- What you need to do:
Turn every line of the records below into a JSON list of strings, one string per line, skipping blank lines and leaving the pictures out.

- Given data:

-=-=-

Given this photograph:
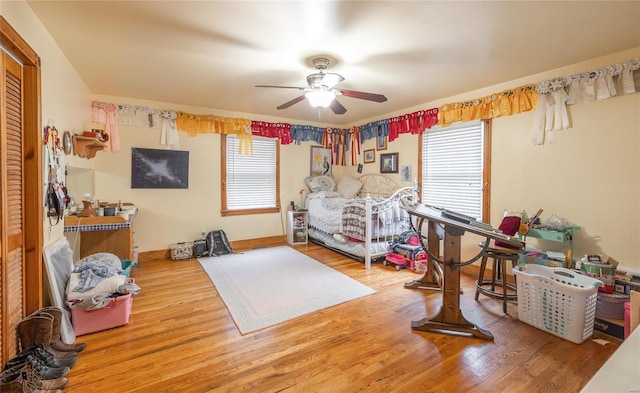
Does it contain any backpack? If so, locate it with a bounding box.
[206,229,233,257]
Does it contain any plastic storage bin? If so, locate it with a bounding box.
[121,259,135,278]
[513,265,603,344]
[596,292,630,319]
[169,242,193,261]
[69,278,135,336]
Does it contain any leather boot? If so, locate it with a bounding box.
[18,314,77,359]
[16,345,78,368]
[3,354,69,380]
[36,307,87,352]
[0,362,69,392]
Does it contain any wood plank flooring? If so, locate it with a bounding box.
[55,244,619,393]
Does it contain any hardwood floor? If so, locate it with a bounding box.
[52,244,619,393]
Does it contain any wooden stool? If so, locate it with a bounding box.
[476,243,520,314]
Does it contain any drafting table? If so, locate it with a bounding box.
[404,203,522,340]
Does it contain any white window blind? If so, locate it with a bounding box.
[226,135,277,210]
[422,121,484,220]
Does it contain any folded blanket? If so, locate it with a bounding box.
[73,261,122,292]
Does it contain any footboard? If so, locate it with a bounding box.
[307,174,417,269]
[364,185,417,269]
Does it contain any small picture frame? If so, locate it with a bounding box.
[364,149,376,164]
[380,153,399,173]
[400,165,411,181]
[310,146,331,177]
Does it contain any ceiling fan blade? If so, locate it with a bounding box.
[254,85,309,90]
[276,94,305,109]
[335,89,387,102]
[329,98,347,115]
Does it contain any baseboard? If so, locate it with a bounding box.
[138,236,285,263]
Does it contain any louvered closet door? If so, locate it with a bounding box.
[0,53,24,353]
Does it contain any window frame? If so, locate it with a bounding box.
[418,119,492,222]
[220,134,281,217]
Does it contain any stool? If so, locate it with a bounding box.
[476,243,520,314]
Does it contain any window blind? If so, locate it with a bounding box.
[422,121,484,220]
[226,135,277,210]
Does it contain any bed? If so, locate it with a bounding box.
[305,174,417,269]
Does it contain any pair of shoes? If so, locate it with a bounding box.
[34,306,87,352]
[18,309,84,359]
[3,353,70,380]
[0,362,69,393]
[14,344,78,368]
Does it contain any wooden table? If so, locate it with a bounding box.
[64,208,137,260]
[406,204,521,340]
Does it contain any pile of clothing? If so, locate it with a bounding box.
[67,252,140,310]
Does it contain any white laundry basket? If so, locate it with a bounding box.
[513,264,603,344]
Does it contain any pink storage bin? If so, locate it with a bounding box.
[624,302,631,338]
[70,293,133,336]
[69,278,135,336]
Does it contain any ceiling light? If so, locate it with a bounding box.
[304,89,336,108]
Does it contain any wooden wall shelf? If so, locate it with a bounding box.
[73,135,107,158]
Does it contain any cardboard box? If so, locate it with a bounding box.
[593,317,624,340]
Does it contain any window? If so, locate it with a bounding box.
[221,135,280,216]
[419,121,491,222]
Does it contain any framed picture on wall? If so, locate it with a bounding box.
[310,146,331,176]
[131,147,189,188]
[380,153,398,173]
[400,165,411,181]
[364,149,376,164]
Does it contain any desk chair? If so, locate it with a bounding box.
[476,242,521,314]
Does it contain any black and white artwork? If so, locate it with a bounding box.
[131,147,189,188]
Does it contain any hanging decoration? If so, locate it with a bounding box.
[92,58,640,162]
[360,119,389,143]
[438,84,538,127]
[532,59,640,145]
[91,101,120,153]
[158,110,180,149]
[291,124,325,145]
[388,108,438,142]
[251,121,293,145]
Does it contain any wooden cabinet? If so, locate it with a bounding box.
[287,210,309,245]
[64,208,135,260]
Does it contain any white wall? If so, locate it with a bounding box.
[0,1,91,246]
[87,49,640,276]
[0,1,640,270]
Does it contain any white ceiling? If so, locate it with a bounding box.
[28,0,640,126]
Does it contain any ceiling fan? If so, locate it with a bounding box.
[255,57,387,115]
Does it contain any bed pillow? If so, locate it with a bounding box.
[338,175,362,198]
[304,175,336,192]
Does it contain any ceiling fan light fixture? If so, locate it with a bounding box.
[304,89,336,108]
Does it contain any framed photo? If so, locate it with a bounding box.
[310,146,331,177]
[380,153,398,173]
[364,149,376,164]
[400,165,411,181]
[131,147,189,188]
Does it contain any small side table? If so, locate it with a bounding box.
[287,210,309,245]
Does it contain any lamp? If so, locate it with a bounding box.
[304,88,336,108]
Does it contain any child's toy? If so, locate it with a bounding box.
[382,252,411,271]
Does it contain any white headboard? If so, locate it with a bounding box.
[358,173,402,198]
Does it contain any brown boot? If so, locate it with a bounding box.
[18,314,77,359]
[36,307,87,352]
[19,363,69,393]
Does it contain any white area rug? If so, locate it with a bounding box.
[198,246,376,335]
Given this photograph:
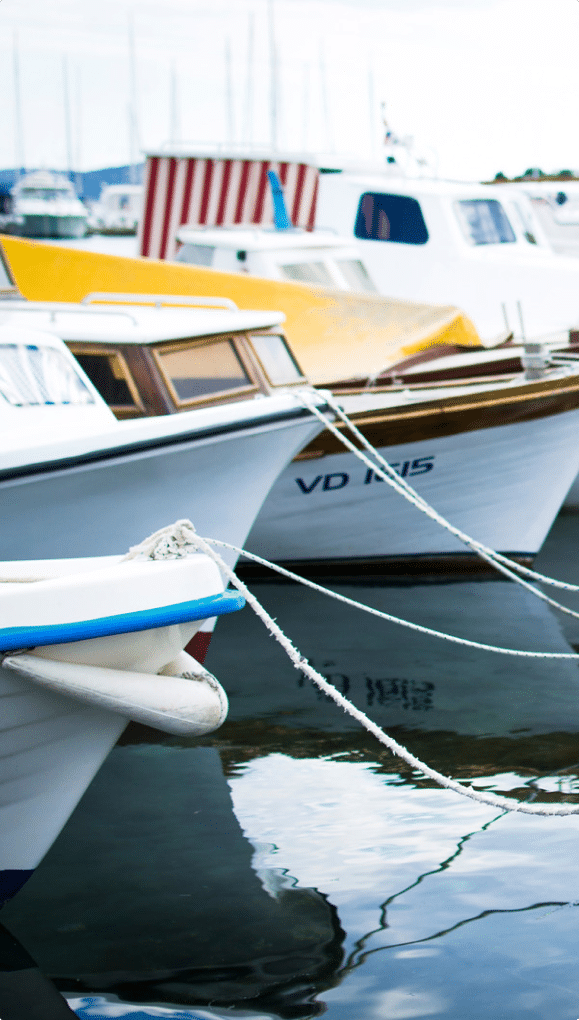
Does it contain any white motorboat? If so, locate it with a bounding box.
[93,185,143,235]
[11,294,579,573]
[316,170,579,345]
[493,173,579,257]
[0,522,244,906]
[0,170,89,238]
[247,368,579,574]
[175,225,377,294]
[0,310,323,657]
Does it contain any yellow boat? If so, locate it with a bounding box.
[0,237,481,386]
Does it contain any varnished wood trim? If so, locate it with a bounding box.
[296,375,579,460]
[235,552,534,584]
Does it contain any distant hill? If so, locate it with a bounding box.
[0,163,145,201]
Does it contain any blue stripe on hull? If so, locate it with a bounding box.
[0,592,241,652]
[0,869,33,907]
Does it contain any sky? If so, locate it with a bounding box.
[0,0,579,180]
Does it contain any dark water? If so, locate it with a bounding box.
[2,515,579,1020]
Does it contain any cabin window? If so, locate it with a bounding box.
[336,258,378,294]
[279,262,336,287]
[175,244,215,265]
[250,334,304,386]
[0,344,95,407]
[354,192,428,245]
[154,340,255,404]
[72,349,141,409]
[455,198,517,245]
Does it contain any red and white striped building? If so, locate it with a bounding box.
[139,154,319,259]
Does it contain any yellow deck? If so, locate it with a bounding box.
[0,236,480,386]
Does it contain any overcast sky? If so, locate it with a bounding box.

-=-=-

- Solution for this task:
[
  "Given this photograph:",
  "Does it contain any backpack? If so, locate it with a bounding box.",
  "[206,229,233,257]",
  "Does it contain any plastic storage bin? If so, locate it with a bounding box.",
  "[121,259,135,278]",
  "[513,265,603,344]",
  "[596,292,630,319]",
  "[169,242,193,261]",
  "[69,278,135,336]",
  "Does it contain any leather boot? If so, locate it with a bounding box.",
  "[18,314,77,359]",
  "[16,345,78,368]",
  "[3,354,69,380]",
  "[36,307,87,352]",
  "[0,362,69,392]",
  "Does it contain any wood plank flooring? If so, locate it with a bounding box.",
  "[55,244,619,393]",
  "Does it contain any hardwood floor? If so, locate it with a bounding box.",
  "[52,244,619,393]",
  "Does it contain any wooden stool? If so, locate it with a bounding box.",
  "[476,243,520,314]",
  "Does it contain any drafting table? If so, locate it with a bounding box.",
  "[404,203,522,340]",
  "Does it contain any white window blind? If so, locate it with a bounding box.",
  "[226,135,277,210]",
  "[422,121,484,220]",
  "Does it contain any folded blanket? If so, locate it with a bounding box.",
  "[73,261,122,292]",
  "Does it contain any footboard? If so, locate it with a bounding box.",
  "[307,174,417,269]",
  "[364,185,417,269]",
  "Does it contain any small picture frame? If so, locate it with a bounding box.",
  "[364,149,376,164]",
  "[380,153,399,173]",
  "[400,165,411,181]",
  "[310,146,331,177]",
  "Does it contain any ceiling fan blade? If so, locate it with a bounding box.",
  "[254,85,309,90]",
  "[276,94,305,109]",
  "[335,89,387,102]",
  "[329,98,347,115]",
  "Does it contain any baseboard? If so, locate it with a bounding box.",
  "[138,236,285,263]",
  "Does it contain any louvered closet door? If so, locate it with a bounding box.",
  "[0,53,24,353]",
  "Does it contain any window frame? If so, locate it with a bounding box.",
  "[418,119,492,222]",
  "[220,134,281,217]",
  "Does it contain any stool? If so, locate it with a bounding box.",
  "[476,243,520,314]",
  "Does it contain any window blind? If so, locate it with a bounding box.",
  "[422,121,484,220]",
  "[226,135,277,210]",
  "Does it contain any bed? If so, locate it with a bounding box.",
  "[305,174,417,269]",
  "Does it contain any pair of shoes? If so, locate it with a bounding box.",
  "[34,306,87,352]",
  "[18,309,84,359]",
  "[3,353,70,380]",
  "[0,362,69,393]",
  "[14,344,78,368]",
  "Does it contain any wooden table? If so, locate it with a bounding box.",
  "[64,208,137,260]",
  "[406,204,521,340]",
  "Does it contain any pile of clothing? If so, locate it with a bounding box.",
  "[67,252,140,310]",
  "Does it contain any white laundry basket? If so, locate it with a bounding box.",
  "[513,264,603,344]",
  "Does it contain any pink storage bin? If so, locate it with a bounding box.",
  "[624,302,631,338]",
  "[70,293,133,336]",
  "[69,278,135,336]",
  "Does it contain any ceiling light? If so, locate it with a bounding box.",
  "[304,89,336,108]",
  "Does it contain any wooden wall shelf? If so, locate it with a bounding box.",
  "[73,135,107,158]",
  "Does it contain any cardboard box? If so, locate it with a bounding box.",
  "[593,317,624,340]",
  "Does it contain any window? If so, locate it with a bounding box.",
  "[221,135,280,216]",
  "[419,121,491,222]",
  "Does it contain any framed picture on wall? If so, locate it with a bounding box.",
  "[310,146,331,176]",
  "[131,147,189,188]",
  "[380,153,398,173]",
  "[400,165,411,181]",
  "[364,149,376,164]",
  "Does it contain any desk chair? If so, locate it with a bounding box.",
  "[476,242,521,314]",
  "Does it contain any black and white artwork? If so, locate it with a bounding box.",
  "[131,147,189,188]",
  "Does it contain any hanging decoration? If so, locate it with a bounding box.",
  "[92,58,640,162]",
  "[360,119,389,143]",
  "[438,84,538,127]",
  "[532,59,640,145]",
  "[91,101,120,153]",
  "[158,110,180,149]",
  "[291,124,325,145]",
  "[388,108,438,142]",
  "[251,121,293,145]",
  "Does it contain any wooden cabinet? If so, locate it with a bounding box.",
  "[287,210,309,245]",
  "[64,208,135,260]",
  "Does it contain any white wall? If so, locate it with a bounding box.",
  "[0,1,91,246]",
  "[87,49,640,276]",
  "[0,1,640,270]",
  "Does it contain any white ceiling? If so, locate it with a bounding box.",
  "[28,0,640,126]",
  "Does it contain any ceiling fan? If so, locate it with a bounding box.",
  "[255,57,387,115]",
  "Does it contain any bed pillow? If so, locate it with a bounding box.",
  "[338,175,362,198]",
  "[304,175,336,192]",
  "Does it contain any ceiling fan light fixture? If so, locate it with a bounding box.",
  "[304,89,336,108]",
  "Does it contain any framed photo? If so, locate it with a bounding box.",
  "[310,146,331,177]",
  "[380,153,398,173]",
  "[364,149,376,164]",
  "[400,165,411,181]",
  "[131,147,189,188]",
  "Does it contain any small side table? If so, locate it with a bounding box.",
  "[287,210,309,245]",
  "Does it contain any lamp? If so, locate it with a bounding box.",
  "[304,88,336,108]",
  "Does it contain any child's toy? If so, locate it with a bounding box.",
  "[382,252,411,271]",
  "Does it contain any white headboard? If so, locate it with a bounding box.",
  "[358,173,402,198]",
  "Does it contain any brown boot? If so, locate it with a bounding box.",
  "[18,314,77,359]",
  "[36,307,87,352]",
  "[19,363,69,393]",
  "Does it contain any white area rug? If so, locate it with a bounding box.",
  "[198,246,376,335]",
  "Given this photograph:",
  "Does it contain any white motorboat? If so, locate it with a bounding box.",
  "[93,185,143,235]",
  "[11,294,579,573]",
  "[316,170,579,345]",
  "[493,173,579,257]",
  "[0,522,244,906]",
  "[0,170,89,238]",
  "[247,368,579,574]",
  "[175,225,377,294]",
  "[0,310,323,657]",
  "Does it contain any yellow boat? If so, locate it with a bounding box.",
  "[0,237,481,386]",
  "Does it contain any varnished wood trim? If so, locate it with a bounding box.",
  "[296,375,579,460]",
  "[235,552,534,584]",
  "Does it contain any distant hill? If so, locate it with a bounding box.",
  "[0,163,145,201]",
  "Does it contain any blue stripe on hull? If so, locate it with a bounding box.",
  "[0,592,241,652]",
  "[0,869,33,907]",
  "Does it contain any sky? If so, locate it with a bounding box.",
  "[0,0,579,180]",
  "Does it contain any dark water? If so, locate it with a bounding box.",
  "[2,515,579,1020]",
  "Does it contain any cabin window? If so, locate it with a bounding box.",
  "[336,258,378,294]",
  "[279,262,336,287]",
  "[175,244,215,265]",
  "[250,334,304,386]",
  "[0,344,95,407]",
  "[354,192,428,245]",
  "[154,340,255,404]",
  "[72,349,141,409]",
  "[455,198,517,245]",
  "Does it contain any red and white striped building? If so, locate it with a bounding box.",
  "[139,154,319,259]",
  "Does it contain any yellow deck? If so, locate it with a bounding box.",
  "[0,236,480,386]",
  "Does it contain any overcast sky? If so, locate it with a bounding box."
]